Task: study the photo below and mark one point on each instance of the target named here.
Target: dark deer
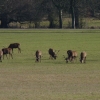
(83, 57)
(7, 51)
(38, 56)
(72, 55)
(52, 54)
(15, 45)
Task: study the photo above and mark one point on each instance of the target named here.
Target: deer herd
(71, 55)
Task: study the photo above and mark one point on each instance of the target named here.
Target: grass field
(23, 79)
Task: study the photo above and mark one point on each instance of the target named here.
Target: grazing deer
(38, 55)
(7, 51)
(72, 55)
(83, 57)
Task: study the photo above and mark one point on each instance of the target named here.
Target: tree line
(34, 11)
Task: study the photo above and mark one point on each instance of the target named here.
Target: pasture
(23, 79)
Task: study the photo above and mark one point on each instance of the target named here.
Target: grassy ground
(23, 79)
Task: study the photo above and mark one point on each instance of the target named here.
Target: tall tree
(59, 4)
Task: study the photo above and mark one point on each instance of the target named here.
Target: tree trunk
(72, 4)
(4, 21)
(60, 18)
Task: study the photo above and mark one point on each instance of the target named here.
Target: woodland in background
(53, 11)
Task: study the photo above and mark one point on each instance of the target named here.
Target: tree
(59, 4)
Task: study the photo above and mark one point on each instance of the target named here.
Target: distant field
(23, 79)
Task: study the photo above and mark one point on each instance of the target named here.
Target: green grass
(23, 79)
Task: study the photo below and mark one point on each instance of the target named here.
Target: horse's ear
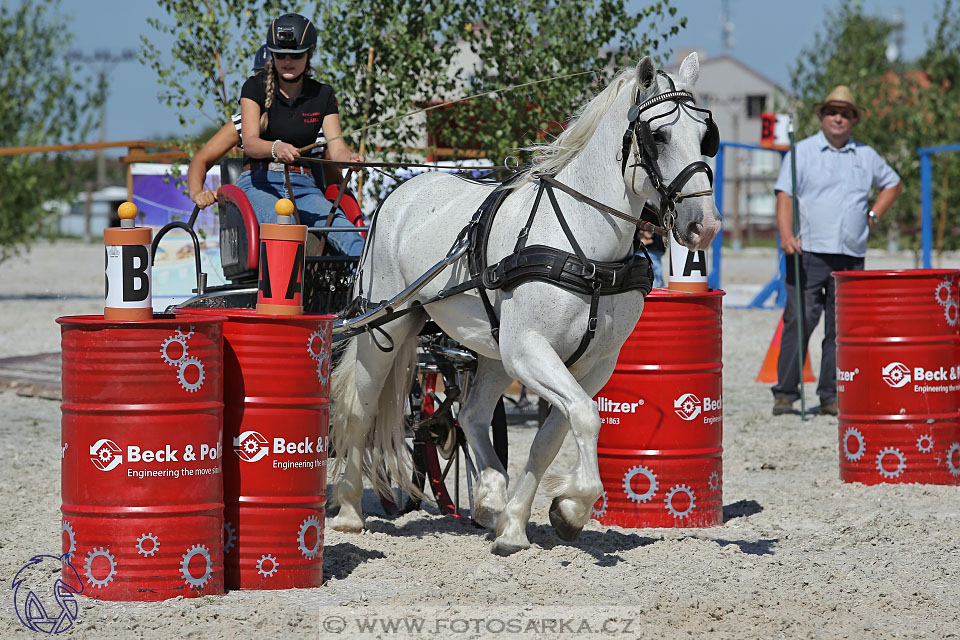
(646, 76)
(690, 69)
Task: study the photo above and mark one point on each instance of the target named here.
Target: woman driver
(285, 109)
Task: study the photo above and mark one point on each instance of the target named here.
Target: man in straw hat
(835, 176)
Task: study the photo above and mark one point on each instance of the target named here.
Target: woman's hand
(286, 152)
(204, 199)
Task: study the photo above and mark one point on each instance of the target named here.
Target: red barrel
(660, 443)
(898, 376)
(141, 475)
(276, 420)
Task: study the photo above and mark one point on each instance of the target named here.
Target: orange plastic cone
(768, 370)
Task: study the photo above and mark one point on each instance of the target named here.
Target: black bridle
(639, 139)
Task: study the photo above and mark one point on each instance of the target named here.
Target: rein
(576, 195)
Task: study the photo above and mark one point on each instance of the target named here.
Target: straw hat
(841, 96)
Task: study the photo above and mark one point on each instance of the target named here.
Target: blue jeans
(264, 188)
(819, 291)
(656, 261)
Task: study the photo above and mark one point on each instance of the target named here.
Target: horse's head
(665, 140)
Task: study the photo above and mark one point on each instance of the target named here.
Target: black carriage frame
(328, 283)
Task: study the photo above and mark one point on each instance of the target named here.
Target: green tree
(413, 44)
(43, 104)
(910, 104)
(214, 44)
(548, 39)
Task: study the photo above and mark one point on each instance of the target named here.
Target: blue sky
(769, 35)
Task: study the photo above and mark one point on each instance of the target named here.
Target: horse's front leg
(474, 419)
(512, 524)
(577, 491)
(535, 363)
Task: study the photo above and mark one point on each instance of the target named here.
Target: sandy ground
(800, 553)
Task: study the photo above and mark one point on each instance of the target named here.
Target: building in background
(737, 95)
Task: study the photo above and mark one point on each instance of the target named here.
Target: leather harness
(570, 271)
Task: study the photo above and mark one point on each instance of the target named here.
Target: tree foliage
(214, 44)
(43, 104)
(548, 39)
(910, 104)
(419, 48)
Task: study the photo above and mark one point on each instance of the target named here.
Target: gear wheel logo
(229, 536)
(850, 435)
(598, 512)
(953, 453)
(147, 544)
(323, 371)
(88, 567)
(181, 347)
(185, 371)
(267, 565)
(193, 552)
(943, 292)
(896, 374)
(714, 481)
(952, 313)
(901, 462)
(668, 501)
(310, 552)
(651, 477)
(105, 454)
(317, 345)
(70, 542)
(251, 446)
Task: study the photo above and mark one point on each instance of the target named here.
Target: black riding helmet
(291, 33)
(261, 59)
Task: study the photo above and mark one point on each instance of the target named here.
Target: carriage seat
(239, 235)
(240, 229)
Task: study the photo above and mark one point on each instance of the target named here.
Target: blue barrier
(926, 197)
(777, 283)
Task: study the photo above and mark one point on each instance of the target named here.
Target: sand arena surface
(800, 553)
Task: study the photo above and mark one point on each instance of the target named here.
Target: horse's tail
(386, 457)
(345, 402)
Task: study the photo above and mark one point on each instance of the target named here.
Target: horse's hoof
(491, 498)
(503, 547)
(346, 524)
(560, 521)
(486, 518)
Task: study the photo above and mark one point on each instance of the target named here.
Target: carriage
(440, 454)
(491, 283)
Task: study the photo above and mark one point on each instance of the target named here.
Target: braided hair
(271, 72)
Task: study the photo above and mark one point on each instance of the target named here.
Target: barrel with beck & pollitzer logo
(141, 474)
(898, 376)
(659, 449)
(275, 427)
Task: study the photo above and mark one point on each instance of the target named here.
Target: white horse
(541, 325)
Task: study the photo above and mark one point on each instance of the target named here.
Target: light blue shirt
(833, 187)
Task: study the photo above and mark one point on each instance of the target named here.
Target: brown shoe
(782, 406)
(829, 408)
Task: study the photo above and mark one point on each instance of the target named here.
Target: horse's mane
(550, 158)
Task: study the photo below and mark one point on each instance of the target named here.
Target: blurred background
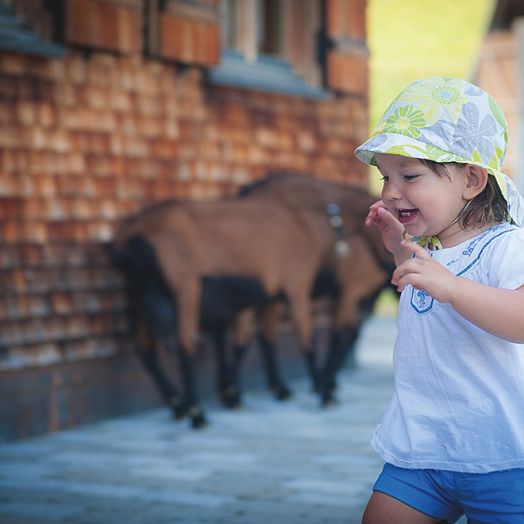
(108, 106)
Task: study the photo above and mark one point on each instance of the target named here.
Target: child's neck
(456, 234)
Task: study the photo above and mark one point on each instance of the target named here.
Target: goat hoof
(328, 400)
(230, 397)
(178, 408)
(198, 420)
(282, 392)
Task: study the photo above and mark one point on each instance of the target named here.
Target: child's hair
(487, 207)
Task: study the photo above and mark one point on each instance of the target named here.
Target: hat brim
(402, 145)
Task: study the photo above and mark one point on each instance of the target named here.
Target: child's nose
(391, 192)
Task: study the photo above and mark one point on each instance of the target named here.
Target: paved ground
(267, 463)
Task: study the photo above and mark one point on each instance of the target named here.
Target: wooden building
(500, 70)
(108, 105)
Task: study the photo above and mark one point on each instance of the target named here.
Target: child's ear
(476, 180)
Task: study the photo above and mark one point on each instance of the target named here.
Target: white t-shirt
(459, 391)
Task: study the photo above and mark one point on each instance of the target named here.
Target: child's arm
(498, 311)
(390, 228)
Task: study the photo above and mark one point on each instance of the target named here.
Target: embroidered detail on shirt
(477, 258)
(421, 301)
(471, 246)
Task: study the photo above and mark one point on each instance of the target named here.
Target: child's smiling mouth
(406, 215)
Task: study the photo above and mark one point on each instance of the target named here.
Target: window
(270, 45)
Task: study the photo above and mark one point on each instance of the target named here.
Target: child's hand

> _Your instructions_
Could you set down every record above exactly as written, leaving out the pictures?

> _Response to this task_
Task: study the photo below and mark one point on each instance of the target named here.
Target: dark deer
(83, 57)
(7, 51)
(38, 56)
(72, 55)
(52, 54)
(15, 45)
Task: study the photo above and mark one point on each instance of the target named here.
Target: deer herd
(71, 55)
Task: study the photo above and mark one point on each instance of the target named here.
Target: grass field
(23, 79)
Task: study the photo above and mark one point on each instance of the target named here.
Target: grazing deer
(38, 55)
(7, 51)
(72, 55)
(83, 57)
Task: study the photo above and mark one point on each instance of the target named here.
Target: tree line
(34, 11)
Task: study the photo above and mark one point on each instance of the target named here.
Target: pasture
(23, 79)
Task: study the photo above and mark one point on each instance of the target named here.
Target: grassy ground
(23, 79)
Task: study the photo above and mark one point on each instance of the target named here.
Target: tall tree
(59, 4)
Task: study the photo above and mark one point on each instance of the target named here.
Target: tree trunk
(72, 4)
(4, 21)
(60, 18)
Task: study the photo above and mark one point on each instance of the target named here.
Target: woodland in background
(53, 11)
Task: study the photo above and mark one point on each instance of the target named here.
Target: tree
(59, 4)
Task: study the photo above and mark one point on each instance of the target named here.
Target: distant field
(23, 79)
Task: study the photo above and mark one point on each instance of the target named here.
Target: green grass
(23, 79)
Task: study the photo below and mark one point on each instance of the target named here.
Target: horse's ear
(646, 76)
(690, 69)
Task: study the photo above and mark one point on each instance of the target named here.
Target: woman driver
(285, 109)
Task: study the photo above and mark one point on each instance of the target named here.
Target: man in straw hat
(835, 176)
Task: study the photo above and mark one point on each instance of the target named here.
Target: woman's hand
(286, 152)
(204, 199)
Task: study the photo above and mark one point on each instance of the target named here.
Target: red barrel
(660, 443)
(898, 376)
(141, 475)
(276, 420)
Task: study the photo above and mark one point on each instance of the target named here.
Target: orange plastic cone
(768, 370)
Task: study the photo above and mark one point on each instance of the target named here.
Target: black bridle
(639, 139)
Task: study the photo above and mark one point on each instance of the target named here.
Target: rein
(576, 195)
Task: study the photo above and mark one point on each instance of the target named here.
Target: straw hat
(841, 96)
Task: study the photo above and mark one point on each instance of the target named here.
Target: blue jeans
(264, 188)
(819, 291)
(656, 261)
Task: study the photo above and mark one point on each instance of the target named here.
Target: horse's head
(665, 140)
Task: study the photo above and mark one point on each instance of the target named here.
Target: black carriage frame
(328, 283)
Task: study the photo above and mark one point on each instance of the target named here.
Target: green tree
(413, 44)
(43, 104)
(910, 104)
(214, 44)
(548, 39)
Task: study the photo above and mark one point on each instance of the target named here.
Target: blue sky
(769, 35)
Task: study the photo above and mark one point on each instance of the target named here.
Target: horse's front leg
(474, 419)
(512, 524)
(577, 491)
(535, 363)
Task: study the photo above and mark one point on each instance of the target named here.
Target: sandy ground
(800, 553)
Task: study the photo above and mark one point on each instance of the target named here.
Target: building in background
(737, 95)
Task: study the photo above and mark one point on each instance of the target named here.
Target: leather harness
(570, 271)
Task: study the photo above and mark one point on each instance of the target named here.
Target: tree foliage
(214, 44)
(43, 104)
(548, 39)
(910, 104)
(419, 48)
Task: study the photo above and mark one point on each instance of the target named here.
Target: gear wheel logo
(229, 536)
(850, 435)
(598, 512)
(953, 453)
(147, 544)
(323, 371)
(88, 567)
(181, 347)
(185, 371)
(267, 565)
(193, 552)
(943, 292)
(896, 374)
(714, 481)
(952, 313)
(901, 462)
(668, 501)
(310, 552)
(651, 477)
(105, 454)
(317, 345)
(70, 542)
(251, 446)
Task: study the photo above and mark one point on each instance of the target named here.
Target: black riding helmet
(291, 33)
(261, 59)
Task: study the photo above and mark one point on each instance of the target named here.
Target: carriage seat
(239, 235)
(240, 229)
Task: study the photo above and mark one point on each instance of the target named here.
Target: blue barrier
(926, 197)
(777, 283)
Task: study the photo above and mark one point on each instance of the target named here.
Target: sand arena surface
(800, 553)
Task: study the photo above and mark one point on each instance of the target named here.
Target: horse's tail
(386, 457)
(345, 402)
Task: study the photo above and mark one point on each instance of the target named here.
Target: horse's hoof
(491, 498)
(503, 547)
(346, 524)
(560, 521)
(486, 518)
Task: study the photo above and mark one point on each instance of the target named here.
Target: carriage
(440, 454)
(491, 283)
Task: study the photo above and mark one point on each instance of the target named here.
Target: braided hair
(271, 72)
Task: study the photo above and mark one point on each instance of the target named here.
Target: barrel with beck & pollitzer logo
(141, 474)
(898, 376)
(659, 449)
(275, 427)
Task: study the photo above and mark one point on each instance of the target named here.
Target: white horse
(541, 325)
Task: study the photo above and mark one point on each instance of the target named here.
Target: light blue shirt
(833, 187)
Task: study the photo above and mark one point on each instance of the target named here.
Target: brown shoe
(782, 406)
(829, 408)
Task: study the photo above and mark one point on each instance of the target named here.
Target: horse's mane
(550, 158)
Task: study the photo below and mark one point on each instance of the target named here.
Target: blurred background
(108, 106)
Task: study the photo above and mark one point on each instance of the target named here.
Target: child's neck
(456, 234)
Task: study the photo above and mark one point on each instance of the target named here.
Target: goat hoof
(328, 400)
(230, 397)
(178, 408)
(198, 420)
(282, 392)
Task: study the photo above and mark one point on each instance of the target named here.
Target: child's hair
(487, 207)
Task: study the photo above and mark one point on each instance of the target named here.
Target: hat brim
(402, 145)
Task: study the photo above and mark one point on each instance of the target named here.
Target: child's nose
(391, 192)
Task: study the photo above and mark one point on each instance of the target named here.
Target: paved ground
(267, 463)
Task: study the photo above and mark one point on each instance of the target named here.
Target: wooden building
(500, 70)
(108, 105)
Task: study the photo above and mark one point on each instance of the target named here.
Target: child's ear
(476, 180)
Task: study the photo above and mark one point on each instance of the target named here.
Target: white t-shirt
(459, 391)
Task: study the photo above and mark one point on each instance of the target named here.
Target: child's arm
(498, 311)
(390, 228)
Task: study the photo above and mark one point on each instance of the target named here.
Target: embroidered detail on shirt
(477, 258)
(421, 301)
(471, 246)
Task: study the photo above and mark one point on each instance of the target named here.
Target: child's smiling mouth
(406, 215)
Task: study the photo above and mark one point on each instance of the target named here.
Target: window
(270, 45)
Task: study the photo above and mark one point on each instance of the target named here.
Target: child's hand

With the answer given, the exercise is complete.